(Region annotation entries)
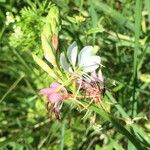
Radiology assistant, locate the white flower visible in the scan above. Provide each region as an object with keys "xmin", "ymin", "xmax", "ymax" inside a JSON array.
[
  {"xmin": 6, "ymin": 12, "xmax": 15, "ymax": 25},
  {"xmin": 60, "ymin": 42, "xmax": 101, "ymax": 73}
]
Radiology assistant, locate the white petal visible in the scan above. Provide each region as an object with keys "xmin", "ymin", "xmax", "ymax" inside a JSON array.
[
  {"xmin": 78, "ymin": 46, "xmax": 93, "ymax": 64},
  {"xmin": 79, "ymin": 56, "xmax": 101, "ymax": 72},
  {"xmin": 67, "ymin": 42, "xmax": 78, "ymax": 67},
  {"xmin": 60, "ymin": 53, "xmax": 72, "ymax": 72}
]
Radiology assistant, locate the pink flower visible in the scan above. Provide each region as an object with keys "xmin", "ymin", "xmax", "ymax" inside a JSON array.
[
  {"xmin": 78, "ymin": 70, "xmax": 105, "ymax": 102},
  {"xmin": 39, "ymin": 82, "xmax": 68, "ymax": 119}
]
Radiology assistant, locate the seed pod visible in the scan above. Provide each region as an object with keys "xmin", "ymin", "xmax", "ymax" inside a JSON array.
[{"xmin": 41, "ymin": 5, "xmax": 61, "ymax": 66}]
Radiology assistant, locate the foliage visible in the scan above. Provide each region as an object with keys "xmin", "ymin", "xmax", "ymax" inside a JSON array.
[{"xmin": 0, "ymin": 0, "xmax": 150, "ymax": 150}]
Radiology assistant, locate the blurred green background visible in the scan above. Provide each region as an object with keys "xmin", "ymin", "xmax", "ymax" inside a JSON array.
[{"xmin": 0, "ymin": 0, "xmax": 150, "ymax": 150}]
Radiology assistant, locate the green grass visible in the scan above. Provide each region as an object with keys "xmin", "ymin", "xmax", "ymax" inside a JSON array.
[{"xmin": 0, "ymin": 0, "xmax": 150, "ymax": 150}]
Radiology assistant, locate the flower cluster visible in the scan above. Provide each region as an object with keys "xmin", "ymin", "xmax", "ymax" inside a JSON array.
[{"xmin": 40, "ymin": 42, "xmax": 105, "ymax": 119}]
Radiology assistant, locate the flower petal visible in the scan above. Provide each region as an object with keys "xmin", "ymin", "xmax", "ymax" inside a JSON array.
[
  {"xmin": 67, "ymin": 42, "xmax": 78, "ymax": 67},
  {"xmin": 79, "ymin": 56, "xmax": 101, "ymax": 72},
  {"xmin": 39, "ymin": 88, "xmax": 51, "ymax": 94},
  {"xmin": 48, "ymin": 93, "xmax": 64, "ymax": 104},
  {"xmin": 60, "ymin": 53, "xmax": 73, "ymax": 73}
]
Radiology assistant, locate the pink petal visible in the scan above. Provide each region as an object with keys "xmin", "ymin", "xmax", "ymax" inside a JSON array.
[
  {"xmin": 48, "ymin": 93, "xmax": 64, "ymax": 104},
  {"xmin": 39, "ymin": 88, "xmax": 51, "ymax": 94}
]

◆ **Problem details**
Turn the lines of the entries into a numbered list, beginning with the line that contains "Radiology assistant, locate the pink petal" and continuing through the end of the entries, and leave out any blank lines.

◆ **Result for this task**
1. Radiology assistant, locate the pink petal visible in the scan above. Provide each region as an object with keys "xmin", "ymin", "xmax", "ymax" inside a JSON array.
2. [
3.   {"xmin": 48, "ymin": 93, "xmax": 64, "ymax": 104},
4.   {"xmin": 39, "ymin": 88, "xmax": 51, "ymax": 94}
5. ]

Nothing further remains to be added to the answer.